## EXERCISE
Output the line containing "Expected: one point per instance of the fire in" and all subsequent lines of the listing below, copied exactly, with no other lines.
---- ENTRIES SHOWN
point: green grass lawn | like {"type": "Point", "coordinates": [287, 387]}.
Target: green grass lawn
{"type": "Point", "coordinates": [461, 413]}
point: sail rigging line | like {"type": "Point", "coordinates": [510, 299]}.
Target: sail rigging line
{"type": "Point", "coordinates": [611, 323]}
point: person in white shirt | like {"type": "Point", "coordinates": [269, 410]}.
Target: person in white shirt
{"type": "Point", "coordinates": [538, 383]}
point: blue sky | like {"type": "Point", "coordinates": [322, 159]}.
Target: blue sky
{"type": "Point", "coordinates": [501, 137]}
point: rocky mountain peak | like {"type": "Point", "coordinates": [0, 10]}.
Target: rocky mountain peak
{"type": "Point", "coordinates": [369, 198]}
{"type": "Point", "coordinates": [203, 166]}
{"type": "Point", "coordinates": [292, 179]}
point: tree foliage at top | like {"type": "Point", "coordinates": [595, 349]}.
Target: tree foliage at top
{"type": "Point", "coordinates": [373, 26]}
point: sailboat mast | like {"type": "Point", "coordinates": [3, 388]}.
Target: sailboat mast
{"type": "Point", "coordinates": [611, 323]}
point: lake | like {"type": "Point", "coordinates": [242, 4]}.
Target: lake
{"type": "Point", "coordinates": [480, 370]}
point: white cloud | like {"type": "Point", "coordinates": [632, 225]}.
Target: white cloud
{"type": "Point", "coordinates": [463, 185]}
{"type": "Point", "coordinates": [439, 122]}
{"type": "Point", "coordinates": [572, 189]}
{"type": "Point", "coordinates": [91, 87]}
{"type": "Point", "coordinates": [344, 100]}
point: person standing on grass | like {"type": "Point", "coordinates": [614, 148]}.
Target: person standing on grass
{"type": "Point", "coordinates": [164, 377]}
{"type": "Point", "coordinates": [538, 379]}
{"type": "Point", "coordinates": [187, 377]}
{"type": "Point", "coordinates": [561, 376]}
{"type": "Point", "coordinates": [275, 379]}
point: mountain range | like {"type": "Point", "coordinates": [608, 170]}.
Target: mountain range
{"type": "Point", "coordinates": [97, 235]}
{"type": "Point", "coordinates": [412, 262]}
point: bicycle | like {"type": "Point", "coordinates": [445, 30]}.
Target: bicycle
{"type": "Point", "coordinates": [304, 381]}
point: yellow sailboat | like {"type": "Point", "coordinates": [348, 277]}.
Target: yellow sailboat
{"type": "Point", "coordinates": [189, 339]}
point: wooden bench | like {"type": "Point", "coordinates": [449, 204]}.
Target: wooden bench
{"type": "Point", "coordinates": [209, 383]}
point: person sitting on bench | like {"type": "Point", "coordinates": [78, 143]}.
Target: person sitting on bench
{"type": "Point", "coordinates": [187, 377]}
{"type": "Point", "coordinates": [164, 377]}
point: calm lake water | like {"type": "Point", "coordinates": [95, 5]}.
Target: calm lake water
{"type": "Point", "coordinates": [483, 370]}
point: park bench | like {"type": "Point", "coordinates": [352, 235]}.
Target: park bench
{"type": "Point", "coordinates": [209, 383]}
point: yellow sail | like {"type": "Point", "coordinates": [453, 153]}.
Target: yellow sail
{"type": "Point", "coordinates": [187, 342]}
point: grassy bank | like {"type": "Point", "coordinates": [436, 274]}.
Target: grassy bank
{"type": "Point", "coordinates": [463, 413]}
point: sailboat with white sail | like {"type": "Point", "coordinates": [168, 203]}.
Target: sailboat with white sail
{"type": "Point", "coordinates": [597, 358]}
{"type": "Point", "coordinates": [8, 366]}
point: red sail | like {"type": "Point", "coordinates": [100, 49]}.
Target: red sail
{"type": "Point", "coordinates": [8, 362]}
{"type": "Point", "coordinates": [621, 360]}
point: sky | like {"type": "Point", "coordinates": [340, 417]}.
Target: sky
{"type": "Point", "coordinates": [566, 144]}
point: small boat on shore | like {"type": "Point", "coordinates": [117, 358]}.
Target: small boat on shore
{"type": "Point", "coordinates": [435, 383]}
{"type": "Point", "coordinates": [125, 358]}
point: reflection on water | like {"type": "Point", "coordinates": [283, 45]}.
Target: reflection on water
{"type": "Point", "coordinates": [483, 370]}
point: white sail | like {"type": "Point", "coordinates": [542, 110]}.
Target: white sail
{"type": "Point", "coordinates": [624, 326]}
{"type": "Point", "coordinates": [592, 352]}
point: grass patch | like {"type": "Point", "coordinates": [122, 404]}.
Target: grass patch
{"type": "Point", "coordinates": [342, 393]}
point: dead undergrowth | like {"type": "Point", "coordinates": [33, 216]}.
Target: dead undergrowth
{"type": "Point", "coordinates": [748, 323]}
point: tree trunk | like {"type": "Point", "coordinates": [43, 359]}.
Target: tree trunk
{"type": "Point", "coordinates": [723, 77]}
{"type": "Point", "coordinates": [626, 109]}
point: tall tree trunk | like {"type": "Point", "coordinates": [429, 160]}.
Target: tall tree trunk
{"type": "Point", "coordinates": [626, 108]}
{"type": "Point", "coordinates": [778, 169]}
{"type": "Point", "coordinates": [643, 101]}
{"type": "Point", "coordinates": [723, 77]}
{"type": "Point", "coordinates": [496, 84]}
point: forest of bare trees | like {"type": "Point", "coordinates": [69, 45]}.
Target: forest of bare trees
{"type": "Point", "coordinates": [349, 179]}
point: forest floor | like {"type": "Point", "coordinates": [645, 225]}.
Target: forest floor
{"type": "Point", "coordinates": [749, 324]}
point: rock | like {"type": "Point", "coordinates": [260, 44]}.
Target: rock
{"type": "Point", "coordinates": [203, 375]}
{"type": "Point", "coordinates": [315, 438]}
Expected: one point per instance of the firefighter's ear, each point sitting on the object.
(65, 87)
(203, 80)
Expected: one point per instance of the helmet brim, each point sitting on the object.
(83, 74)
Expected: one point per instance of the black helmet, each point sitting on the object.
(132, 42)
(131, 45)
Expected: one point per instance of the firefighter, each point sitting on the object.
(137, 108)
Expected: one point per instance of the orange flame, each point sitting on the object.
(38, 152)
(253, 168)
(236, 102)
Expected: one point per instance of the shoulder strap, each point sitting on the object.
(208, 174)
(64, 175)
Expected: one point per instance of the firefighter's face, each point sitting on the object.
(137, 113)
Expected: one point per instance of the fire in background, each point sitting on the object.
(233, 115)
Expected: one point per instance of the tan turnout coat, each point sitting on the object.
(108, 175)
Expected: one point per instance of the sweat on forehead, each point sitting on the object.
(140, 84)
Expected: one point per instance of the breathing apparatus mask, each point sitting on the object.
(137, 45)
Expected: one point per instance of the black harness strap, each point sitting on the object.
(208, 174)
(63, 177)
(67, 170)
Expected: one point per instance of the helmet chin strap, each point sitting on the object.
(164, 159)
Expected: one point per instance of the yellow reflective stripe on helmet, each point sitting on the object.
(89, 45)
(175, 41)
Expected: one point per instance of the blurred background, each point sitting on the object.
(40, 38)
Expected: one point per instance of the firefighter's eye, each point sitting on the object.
--------
## SOLUTION FOR THIS EXERCISE
Expected: one point per instance of the fire in background, each point sitting on the object.
(233, 115)
Expected: one point per instance of the tan turnout coat, each point sitting on the object.
(108, 175)
Expected: one point per instance of the sweat on forehead, each point sitting on the object.
(140, 84)
Expected: one point per instance of the breathing apparatus mask, each point sitting on the object.
(137, 45)
Expected: one point per instance of the black harness strap, each point sitting on the object.
(208, 174)
(63, 177)
(67, 170)
Expected: one point per instance of the helmet chin strap, each point sitting on the object.
(164, 159)
Expected: one point per instance of the yellow reflective stripe on helmet, each point sitting on the object.
(89, 45)
(175, 41)
Expected: one point per instance of the blurred background, each point sitting on the object.
(40, 38)
Expected: one point per instance of the firefighter's eye, each point sitting on the object.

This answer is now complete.